Entries provided>
- - -
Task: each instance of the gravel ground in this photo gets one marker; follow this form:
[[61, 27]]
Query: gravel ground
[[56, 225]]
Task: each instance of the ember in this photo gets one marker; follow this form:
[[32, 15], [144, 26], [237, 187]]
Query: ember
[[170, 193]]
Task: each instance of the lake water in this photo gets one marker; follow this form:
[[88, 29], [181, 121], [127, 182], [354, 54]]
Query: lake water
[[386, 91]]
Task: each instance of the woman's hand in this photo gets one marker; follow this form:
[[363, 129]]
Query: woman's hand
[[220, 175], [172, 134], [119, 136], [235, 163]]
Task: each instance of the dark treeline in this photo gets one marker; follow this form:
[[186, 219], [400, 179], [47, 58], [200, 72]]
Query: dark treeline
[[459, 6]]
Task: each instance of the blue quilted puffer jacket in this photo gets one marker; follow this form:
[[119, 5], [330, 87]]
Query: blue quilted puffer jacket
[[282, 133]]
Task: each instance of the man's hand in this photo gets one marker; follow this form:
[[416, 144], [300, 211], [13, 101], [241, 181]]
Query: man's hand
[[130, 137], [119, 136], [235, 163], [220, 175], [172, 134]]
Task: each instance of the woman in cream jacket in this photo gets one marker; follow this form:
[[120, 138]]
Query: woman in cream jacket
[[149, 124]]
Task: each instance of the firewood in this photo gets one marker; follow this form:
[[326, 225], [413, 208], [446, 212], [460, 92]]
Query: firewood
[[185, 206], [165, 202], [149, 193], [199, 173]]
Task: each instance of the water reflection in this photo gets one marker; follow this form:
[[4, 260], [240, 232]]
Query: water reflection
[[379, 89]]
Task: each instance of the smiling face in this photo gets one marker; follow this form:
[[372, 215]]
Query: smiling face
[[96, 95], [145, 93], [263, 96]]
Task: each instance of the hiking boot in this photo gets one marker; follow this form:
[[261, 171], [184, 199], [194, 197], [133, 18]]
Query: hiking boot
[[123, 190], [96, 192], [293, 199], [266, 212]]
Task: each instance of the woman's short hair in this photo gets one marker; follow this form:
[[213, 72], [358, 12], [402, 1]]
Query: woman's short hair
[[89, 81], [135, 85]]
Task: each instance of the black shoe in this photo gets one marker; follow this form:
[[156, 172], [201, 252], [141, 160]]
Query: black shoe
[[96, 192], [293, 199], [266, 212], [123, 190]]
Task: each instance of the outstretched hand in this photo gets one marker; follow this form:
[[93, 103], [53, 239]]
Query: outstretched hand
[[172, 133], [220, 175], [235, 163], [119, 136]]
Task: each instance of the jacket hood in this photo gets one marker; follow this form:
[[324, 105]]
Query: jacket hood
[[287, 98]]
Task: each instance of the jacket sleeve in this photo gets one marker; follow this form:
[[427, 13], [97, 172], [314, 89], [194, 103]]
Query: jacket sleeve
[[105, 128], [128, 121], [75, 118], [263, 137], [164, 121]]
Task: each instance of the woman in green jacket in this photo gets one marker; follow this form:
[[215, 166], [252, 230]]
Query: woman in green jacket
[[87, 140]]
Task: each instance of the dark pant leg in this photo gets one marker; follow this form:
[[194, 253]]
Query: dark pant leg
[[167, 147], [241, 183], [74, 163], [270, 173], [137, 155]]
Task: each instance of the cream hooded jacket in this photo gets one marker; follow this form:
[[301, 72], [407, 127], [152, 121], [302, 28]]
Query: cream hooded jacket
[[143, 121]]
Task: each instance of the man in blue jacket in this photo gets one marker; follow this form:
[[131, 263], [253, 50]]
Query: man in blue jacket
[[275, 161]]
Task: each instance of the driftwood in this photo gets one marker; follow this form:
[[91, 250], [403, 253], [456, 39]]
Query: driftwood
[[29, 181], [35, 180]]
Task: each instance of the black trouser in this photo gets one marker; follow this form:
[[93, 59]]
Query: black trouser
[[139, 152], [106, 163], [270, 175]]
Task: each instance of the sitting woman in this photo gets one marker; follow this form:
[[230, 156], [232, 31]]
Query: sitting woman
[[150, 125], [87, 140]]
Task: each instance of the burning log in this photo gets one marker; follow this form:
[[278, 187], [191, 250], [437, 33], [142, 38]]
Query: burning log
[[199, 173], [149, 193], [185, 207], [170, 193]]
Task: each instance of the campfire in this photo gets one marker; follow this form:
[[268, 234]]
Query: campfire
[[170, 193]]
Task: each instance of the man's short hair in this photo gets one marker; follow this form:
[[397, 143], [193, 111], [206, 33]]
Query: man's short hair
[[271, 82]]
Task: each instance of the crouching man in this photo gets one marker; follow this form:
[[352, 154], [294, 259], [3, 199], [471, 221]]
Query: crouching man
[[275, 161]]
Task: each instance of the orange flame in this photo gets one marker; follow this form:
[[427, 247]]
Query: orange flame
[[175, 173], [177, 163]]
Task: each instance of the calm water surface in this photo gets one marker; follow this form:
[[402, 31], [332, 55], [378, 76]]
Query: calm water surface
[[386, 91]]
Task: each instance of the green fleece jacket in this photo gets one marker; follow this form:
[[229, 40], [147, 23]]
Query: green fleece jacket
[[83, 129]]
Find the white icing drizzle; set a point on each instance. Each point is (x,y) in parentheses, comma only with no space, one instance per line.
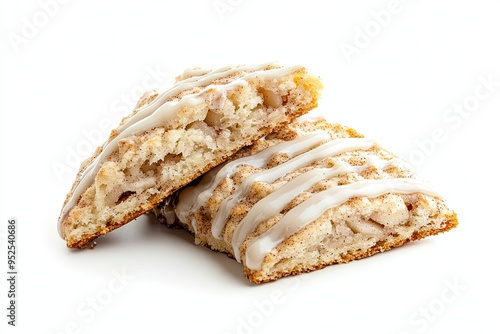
- - -
What is needed>
Return each line of the records that contains the string "trouser", matching case exactly.

Written reply>
Task: each instance of the black trouser in this photo gets one marker; follow this form:
Query: black trouser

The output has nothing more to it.